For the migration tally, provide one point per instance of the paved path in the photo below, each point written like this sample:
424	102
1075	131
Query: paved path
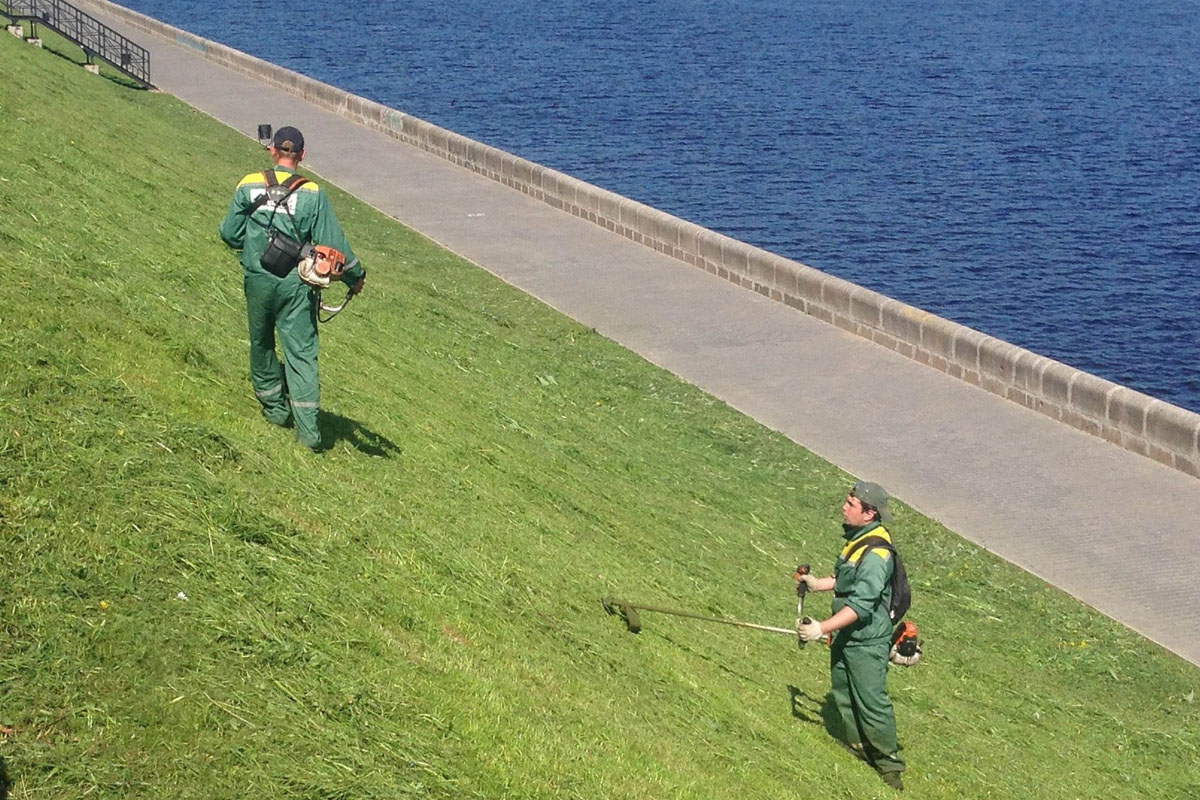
1107	525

|---|

**Your assignment**
Skip the pictures and output all entries exactly.

**Written solution**
For the migration tally, provide one point per instance of the paved path in the photo below, each point written like this sample:
424	102
1075	131
Query: paved path
1107	525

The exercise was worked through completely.